▶ **Extract to read**
--------------------

People are always looking for interesting ways to improve their fitness plans. The International Health, Racquet & Sportsclub Association reports that the US’s already $30-billion health and fitness industry continues to grow by an average of 3% to 4% annually.
Some of the biggest contributors to these numbers are the continual advancements in technology we are seeing before our eyes. A good example of this is the invention of the Apple Watch. It was created to track fitness data as accurately as possible – think heart rate sensors, accelerometers, and gyroscopes.
Today’s turbulent times have only increased the demand for fitness technology. With limitations on lockdowns and the growing concern for personal health, it is no surprise. So, let’s take a look at some of the trends in fitness tech these past few months and their implications.
The rise of digital, at-home workouts
Without immediate access to gyms, the dawn of virtual workouts is upon us. For example, Obé Fitness, an online workout platform, reports that they had “ten times more members” sign up in the first week of the lockdown alone. Similarly, virtual studios like Studio Bloom have also seen a 30% increase in new subscribers.
Besides your everyday fitness class, there are those who take it a step further by integrating more technology into the equation. FitnessAI is creating personalized home workouts with the power of artificial intelligence (AI). It has collected data from nearly six million workouts, and can create individual routines with the “best” number of reps, sets, and more depending on your specifications. Home Workouts by Fitness AI launched in the App Store last May.

--------------------

▶ **Stated task**
Can you reproduce the passage of the fitness technology article from "Today’s turbulent times" to "in new subscribers.", word for word? The listing that comes next was taken from a different source than the fitness technology article.

▶ **Entries provided**
--------------------

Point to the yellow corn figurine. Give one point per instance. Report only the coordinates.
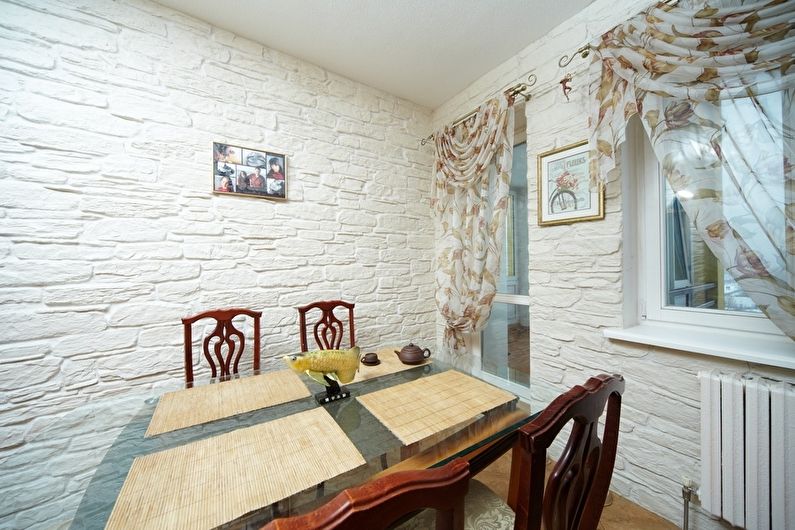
(340, 365)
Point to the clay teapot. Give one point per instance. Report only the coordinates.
(412, 354)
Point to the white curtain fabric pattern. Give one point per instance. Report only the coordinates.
(472, 180)
(713, 84)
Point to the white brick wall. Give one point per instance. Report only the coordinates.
(109, 233)
(575, 286)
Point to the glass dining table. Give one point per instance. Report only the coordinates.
(127, 418)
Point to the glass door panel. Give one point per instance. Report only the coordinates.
(505, 342)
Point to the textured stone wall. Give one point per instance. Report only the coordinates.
(109, 232)
(576, 286)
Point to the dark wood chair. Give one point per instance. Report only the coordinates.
(328, 330)
(572, 498)
(379, 503)
(576, 490)
(228, 343)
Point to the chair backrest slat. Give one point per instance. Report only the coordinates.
(228, 343)
(577, 487)
(377, 504)
(329, 330)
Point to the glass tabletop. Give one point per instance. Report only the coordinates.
(110, 433)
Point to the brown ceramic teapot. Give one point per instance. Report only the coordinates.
(412, 354)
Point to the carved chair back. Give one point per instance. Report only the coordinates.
(576, 490)
(381, 502)
(226, 341)
(328, 330)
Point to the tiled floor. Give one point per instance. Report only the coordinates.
(619, 514)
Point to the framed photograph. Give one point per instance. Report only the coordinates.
(564, 194)
(243, 171)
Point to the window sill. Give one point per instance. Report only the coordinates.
(759, 348)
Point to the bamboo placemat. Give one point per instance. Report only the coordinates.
(418, 409)
(213, 481)
(203, 404)
(390, 364)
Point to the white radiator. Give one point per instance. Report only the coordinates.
(748, 450)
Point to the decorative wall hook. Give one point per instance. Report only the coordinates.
(564, 85)
(583, 52)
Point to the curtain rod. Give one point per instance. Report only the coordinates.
(518, 88)
(585, 50)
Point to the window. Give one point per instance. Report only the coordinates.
(504, 344)
(677, 294)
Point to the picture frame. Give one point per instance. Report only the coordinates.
(249, 172)
(564, 194)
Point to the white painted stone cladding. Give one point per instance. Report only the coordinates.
(109, 233)
(576, 286)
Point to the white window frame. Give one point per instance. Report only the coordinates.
(741, 336)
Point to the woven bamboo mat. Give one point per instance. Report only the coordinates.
(416, 410)
(213, 481)
(203, 404)
(390, 364)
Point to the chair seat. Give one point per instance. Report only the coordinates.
(483, 510)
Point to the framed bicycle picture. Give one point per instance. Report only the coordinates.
(564, 194)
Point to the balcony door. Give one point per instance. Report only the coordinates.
(504, 345)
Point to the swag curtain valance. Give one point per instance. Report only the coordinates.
(472, 178)
(713, 84)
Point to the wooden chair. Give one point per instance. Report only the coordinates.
(379, 503)
(228, 346)
(329, 329)
(576, 490)
(572, 499)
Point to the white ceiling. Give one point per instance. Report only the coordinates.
(426, 51)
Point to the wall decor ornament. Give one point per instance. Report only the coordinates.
(250, 172)
(564, 191)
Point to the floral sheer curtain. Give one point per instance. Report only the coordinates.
(713, 84)
(472, 179)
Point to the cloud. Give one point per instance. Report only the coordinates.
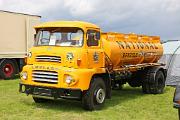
(151, 17)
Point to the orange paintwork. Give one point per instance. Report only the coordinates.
(122, 49)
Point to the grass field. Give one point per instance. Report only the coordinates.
(126, 104)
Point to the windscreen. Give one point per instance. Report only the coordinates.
(59, 37)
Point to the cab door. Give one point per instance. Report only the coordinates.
(95, 51)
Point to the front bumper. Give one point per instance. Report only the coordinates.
(50, 92)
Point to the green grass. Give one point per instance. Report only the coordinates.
(126, 104)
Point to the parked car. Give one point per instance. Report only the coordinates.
(176, 99)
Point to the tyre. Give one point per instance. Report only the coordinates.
(154, 82)
(94, 97)
(136, 79)
(39, 100)
(8, 69)
(118, 87)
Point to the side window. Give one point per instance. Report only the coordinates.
(93, 38)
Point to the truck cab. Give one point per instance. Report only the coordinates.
(74, 60)
(64, 59)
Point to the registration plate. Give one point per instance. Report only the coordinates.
(42, 91)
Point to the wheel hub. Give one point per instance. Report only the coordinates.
(8, 69)
(100, 96)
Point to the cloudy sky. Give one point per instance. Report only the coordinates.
(151, 17)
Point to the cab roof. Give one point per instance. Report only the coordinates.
(79, 24)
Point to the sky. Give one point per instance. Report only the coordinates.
(150, 17)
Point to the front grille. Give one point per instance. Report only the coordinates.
(45, 77)
(48, 59)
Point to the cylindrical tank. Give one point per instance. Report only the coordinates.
(131, 49)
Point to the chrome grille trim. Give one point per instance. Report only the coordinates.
(48, 58)
(45, 76)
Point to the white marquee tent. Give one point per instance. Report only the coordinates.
(171, 58)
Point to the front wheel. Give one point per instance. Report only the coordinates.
(8, 68)
(94, 98)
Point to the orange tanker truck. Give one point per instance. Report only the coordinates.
(75, 60)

--------------------

▶ **In response**
Today’s turbulent times have only increased the demand for fitness technology. With limitations on lockdowns and the growing concern for personal health, it is no surprise. So, let’s take a look at some of the trends in fitness tech these past few months and their implications.
The rise of digital, at-home workouts
Without immediate access to gyms, the dawn of virtual workouts is upon us. For example, Obé Fitness, an online workout platform, reports that they had “ten times more members” sign up in the first week of the lockdown alone. Similarly, virtual studios like Studio Bloom have also seen a 30% increase in new subscribers.